- **Exercise task**
Without altering anything, output the material below.

═════ Records shown ═════

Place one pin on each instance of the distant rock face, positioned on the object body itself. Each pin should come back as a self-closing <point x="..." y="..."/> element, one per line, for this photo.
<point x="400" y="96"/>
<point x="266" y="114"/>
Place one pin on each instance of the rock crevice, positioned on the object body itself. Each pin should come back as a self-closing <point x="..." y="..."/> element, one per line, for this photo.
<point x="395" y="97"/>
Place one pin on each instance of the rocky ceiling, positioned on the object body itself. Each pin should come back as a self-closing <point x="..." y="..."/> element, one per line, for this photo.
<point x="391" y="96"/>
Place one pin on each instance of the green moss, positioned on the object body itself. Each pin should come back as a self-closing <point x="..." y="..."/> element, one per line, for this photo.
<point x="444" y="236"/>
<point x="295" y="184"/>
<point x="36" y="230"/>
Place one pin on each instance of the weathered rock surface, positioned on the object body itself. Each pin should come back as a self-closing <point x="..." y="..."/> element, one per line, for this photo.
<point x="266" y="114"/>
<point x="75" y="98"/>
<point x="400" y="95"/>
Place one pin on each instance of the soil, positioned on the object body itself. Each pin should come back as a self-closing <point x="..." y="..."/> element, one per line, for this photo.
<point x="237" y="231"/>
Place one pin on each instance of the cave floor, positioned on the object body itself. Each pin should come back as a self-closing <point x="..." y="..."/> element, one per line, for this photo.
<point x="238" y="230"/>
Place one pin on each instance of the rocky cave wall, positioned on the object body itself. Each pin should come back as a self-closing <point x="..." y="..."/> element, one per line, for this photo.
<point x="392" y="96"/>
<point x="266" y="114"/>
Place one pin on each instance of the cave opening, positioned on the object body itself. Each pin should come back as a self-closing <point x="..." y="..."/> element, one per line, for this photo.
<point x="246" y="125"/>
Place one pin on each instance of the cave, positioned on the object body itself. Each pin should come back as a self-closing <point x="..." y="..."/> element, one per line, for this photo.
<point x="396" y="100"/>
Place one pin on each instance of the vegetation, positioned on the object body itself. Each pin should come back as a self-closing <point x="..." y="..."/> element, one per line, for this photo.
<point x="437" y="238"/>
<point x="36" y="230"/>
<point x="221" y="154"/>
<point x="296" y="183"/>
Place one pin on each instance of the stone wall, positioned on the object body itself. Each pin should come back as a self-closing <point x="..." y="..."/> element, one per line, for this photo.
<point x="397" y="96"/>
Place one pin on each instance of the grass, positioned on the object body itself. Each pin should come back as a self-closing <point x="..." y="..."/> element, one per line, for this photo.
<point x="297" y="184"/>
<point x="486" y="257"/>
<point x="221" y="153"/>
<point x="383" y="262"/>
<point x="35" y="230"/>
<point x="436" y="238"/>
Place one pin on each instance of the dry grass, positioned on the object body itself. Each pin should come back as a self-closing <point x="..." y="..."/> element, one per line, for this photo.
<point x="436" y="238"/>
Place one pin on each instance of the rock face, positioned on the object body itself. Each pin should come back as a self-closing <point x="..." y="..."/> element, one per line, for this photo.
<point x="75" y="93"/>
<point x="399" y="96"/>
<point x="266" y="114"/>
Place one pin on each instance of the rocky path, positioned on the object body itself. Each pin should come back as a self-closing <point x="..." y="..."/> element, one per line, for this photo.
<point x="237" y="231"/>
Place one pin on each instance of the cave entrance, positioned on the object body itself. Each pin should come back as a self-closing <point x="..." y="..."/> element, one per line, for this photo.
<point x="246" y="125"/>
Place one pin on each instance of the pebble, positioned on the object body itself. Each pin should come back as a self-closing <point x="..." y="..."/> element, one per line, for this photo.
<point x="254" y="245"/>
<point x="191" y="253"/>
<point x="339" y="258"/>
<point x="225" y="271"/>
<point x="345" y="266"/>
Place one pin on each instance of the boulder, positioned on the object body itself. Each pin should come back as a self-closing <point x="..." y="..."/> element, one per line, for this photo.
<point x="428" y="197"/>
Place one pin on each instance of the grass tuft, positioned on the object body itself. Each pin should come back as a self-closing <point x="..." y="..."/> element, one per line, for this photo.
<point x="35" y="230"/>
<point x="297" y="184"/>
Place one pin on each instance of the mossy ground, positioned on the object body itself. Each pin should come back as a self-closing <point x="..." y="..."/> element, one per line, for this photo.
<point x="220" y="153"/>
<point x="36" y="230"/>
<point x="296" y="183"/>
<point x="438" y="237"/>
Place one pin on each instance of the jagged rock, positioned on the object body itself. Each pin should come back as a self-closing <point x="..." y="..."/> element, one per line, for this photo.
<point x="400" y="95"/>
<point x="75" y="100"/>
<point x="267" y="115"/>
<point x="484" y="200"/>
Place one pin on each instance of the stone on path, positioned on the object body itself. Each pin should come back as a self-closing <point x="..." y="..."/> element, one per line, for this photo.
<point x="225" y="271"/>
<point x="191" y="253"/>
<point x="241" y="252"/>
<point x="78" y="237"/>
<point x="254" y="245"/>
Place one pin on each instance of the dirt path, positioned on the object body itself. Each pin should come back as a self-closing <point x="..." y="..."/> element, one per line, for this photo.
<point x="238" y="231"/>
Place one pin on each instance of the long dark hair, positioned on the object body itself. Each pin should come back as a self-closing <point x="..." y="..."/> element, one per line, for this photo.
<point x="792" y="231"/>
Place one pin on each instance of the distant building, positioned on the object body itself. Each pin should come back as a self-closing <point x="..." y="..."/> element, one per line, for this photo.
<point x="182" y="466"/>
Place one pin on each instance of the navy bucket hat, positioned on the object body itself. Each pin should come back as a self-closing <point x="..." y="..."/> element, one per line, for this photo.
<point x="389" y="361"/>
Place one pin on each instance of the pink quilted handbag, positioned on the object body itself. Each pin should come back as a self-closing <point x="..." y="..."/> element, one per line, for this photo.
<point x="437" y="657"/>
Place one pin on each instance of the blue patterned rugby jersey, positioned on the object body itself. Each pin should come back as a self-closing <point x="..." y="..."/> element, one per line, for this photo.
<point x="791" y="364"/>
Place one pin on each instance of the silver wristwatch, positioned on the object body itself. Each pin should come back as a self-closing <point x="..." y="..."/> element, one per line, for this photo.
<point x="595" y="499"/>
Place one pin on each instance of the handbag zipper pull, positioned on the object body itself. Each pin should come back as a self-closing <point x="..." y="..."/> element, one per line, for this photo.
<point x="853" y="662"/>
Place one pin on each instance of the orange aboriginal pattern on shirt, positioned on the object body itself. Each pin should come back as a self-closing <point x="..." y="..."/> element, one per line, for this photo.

═════

- **Answer for this exercise**
Place one pin on each instance of the distant rock face, positioned on the object body itself. Each pin should come back as a self-closing <point x="..." y="..."/> element, one per line, for this photo.
<point x="400" y="96"/>
<point x="266" y="114"/>
Place one pin on each instance of the rock crevice, positioned on the object body itself. Each pin should come back as a self-closing <point x="..." y="..."/> element, one per line, for this photo.
<point x="395" y="97"/>
Place one pin on each instance of the rocky ceiling, positioned on the object body itself. Each pin should come back as a self-closing <point x="..." y="..."/> element, one per line, for this photo.
<point x="391" y="96"/>
Place one pin on each instance of the green moss, positioned on the object body itself. Each pin should come back as a self-closing <point x="..." y="..."/> element, one per line, for this photo.
<point x="444" y="236"/>
<point x="295" y="184"/>
<point x="36" y="230"/>
Place one pin on each instance of the weathered rock surface, positioned on the object body itself. Each pin should come back as a self-closing <point x="..." y="..."/> element, one per line, for this photo.
<point x="266" y="114"/>
<point x="75" y="98"/>
<point x="400" y="95"/>
Place one pin on each instance of the soil, positioned on the object body itself. Each pin should come back as a self-closing <point x="..." y="..."/> element, one per line, for this photo.
<point x="237" y="231"/>
Place one pin on each instance of the cave floor, positioned on the object body itself. Each pin should come back as a self-closing <point x="..." y="..."/> element, one per line, for this photo.
<point x="238" y="230"/>
Place one pin on each instance of the rocky cave wall, positioned on the object body itself. Each pin should come back as a self-closing <point x="..." y="..."/> element, one per line, for this photo.
<point x="392" y="96"/>
<point x="266" y="114"/>
Place one pin on each instance of the cave opening, positioned on the object body itself. Each pin should come back as a self-closing <point x="..." y="..."/> element, one per line, for this photo.
<point x="246" y="125"/>
Place one pin on each instance of the cave, positioned on the object body itself. Each pin should come back as a self-closing <point x="..." y="..."/> element, one per line, for this photo.
<point x="396" y="100"/>
Place one pin on each instance of the vegetation, positioned on the object body itself. Each pin should come back as a self-closing <point x="..." y="..."/> element, one per line, for this photo.
<point x="437" y="238"/>
<point x="36" y="230"/>
<point x="221" y="154"/>
<point x="296" y="183"/>
Place one pin on each instance of the stone wall, positioned on the object body itself. Each pin should come back as a self-closing <point x="..." y="..."/> element, one per line, for this photo.
<point x="397" y="96"/>
Place one pin on each instance of the grass, positioned on the object body itself. Each pin should come back as a self-closing <point x="..." y="..."/> element, one per line, for this photo.
<point x="297" y="184"/>
<point x="486" y="257"/>
<point x="221" y="153"/>
<point x="383" y="262"/>
<point x="35" y="230"/>
<point x="436" y="238"/>
Place one pin on each instance of the dry grass, positioned on the object body itself. Each pin should come back as a self-closing <point x="..." y="..."/> element, one per line, for this photo.
<point x="436" y="238"/>
Place one pin on each instance of the rock face, positioned on the object body itself. Each pin should come back as a self-closing <point x="..." y="..."/> element, one per line, for this photo.
<point x="75" y="93"/>
<point x="399" y="96"/>
<point x="266" y="114"/>
Place one pin on each instance of the rocky path, positioned on the object body itself. Each pin should come back as a self-closing <point x="..." y="..."/> element, one per line, for this photo.
<point x="237" y="231"/>
Place one pin on each instance of the cave entrance, positioned on the object body itself. Each pin should come back as a self-closing <point x="..." y="..."/> element, one per line, for this photo.
<point x="246" y="125"/>
Place one pin on each instance of the pebble, positioned on the object body itself. Each pin should come back as a self-closing <point x="..." y="..."/> element, one per line, for this photo.
<point x="254" y="245"/>
<point x="191" y="253"/>
<point x="339" y="258"/>
<point x="225" y="271"/>
<point x="345" y="266"/>
Place one pin on each instance of the boulder, positioned on the object body itself. Each pin should come back as a self-closing <point x="..." y="..."/> element, one per line, for this photo.
<point x="428" y="197"/>
Place one pin on each instance of the grass tuft, positioned on the object body itself. Each pin should come back as a self-closing <point x="..." y="..."/> element, one per line, for this photo.
<point x="35" y="230"/>
<point x="297" y="184"/>
Place one pin on each instance of the mossy ground, positioned on the object body itself. Each pin should come back as a self-closing <point x="..." y="..."/> element, one per line, for this photo.
<point x="220" y="153"/>
<point x="36" y="230"/>
<point x="296" y="183"/>
<point x="438" y="237"/>
Place one pin on each instance of the jagged rock, positioned on the object body itself. Each pin should come back as a self-closing <point x="..." y="..."/> element, one per line, for this photo.
<point x="400" y="95"/>
<point x="75" y="100"/>
<point x="267" y="115"/>
<point x="484" y="200"/>
Place one pin on each instance of the stone on path, positioned on the object body itself. Each pin should come back as a self-closing <point x="..." y="..."/> element, one per line, for this photo.
<point x="225" y="271"/>
<point x="191" y="253"/>
<point x="241" y="252"/>
<point x="78" y="237"/>
<point x="254" y="245"/>
Place one pin on each instance of the dirt path, positioned on the object body itself. Each pin should come back as a self-closing <point x="..." y="..."/> element, one per line, for this photo.
<point x="238" y="231"/>
Place one pin on each instance of the long dark hair, positioned on the object body itself. Each pin should come back as a self-closing <point x="..." y="..."/> element, one per line, for this photo.
<point x="792" y="231"/>
Place one pin on each instance of the distant building, positioned on the object body itself. Each pin should come back as a self-closing <point x="..." y="..."/> element, one per line, for this photo.
<point x="182" y="466"/>
Place one pin on each instance of the navy bucket hat, positioned on the object body itself. Each pin should come back as a self-closing <point x="..." y="..."/> element, one per line, for this photo.
<point x="389" y="361"/>
Place one pin on each instance of the pink quilted handbag, positioned on the object body itself. Each pin should come back as a self-closing <point x="..." y="..."/> element, one per line, for this photo.
<point x="437" y="657"/>
Place one pin on each instance of the blue patterned rugby jersey, positioned on the object body itself. Each pin should come back as a self-closing <point x="..." y="..."/> element, one per line, for this photo.
<point x="791" y="364"/>
Place one pin on each instance of the silver wristwatch, positioned on the object body itself. Each pin should come back as a self-closing <point x="..." y="..."/> element, one per line, for this photo.
<point x="595" y="499"/>
Place one pin on each instance of the handbag zipper pull, positioned on the object body itself. Each pin should come back as a self-closing <point x="..." y="..."/> element, one per line, for this photo.
<point x="853" y="662"/>
Place one pin on each instance of the orange aboriginal pattern on shirt, positioned on the object body itself. Each pin should come back as a self-closing <point x="..." y="..."/> element, one per line, for this photo.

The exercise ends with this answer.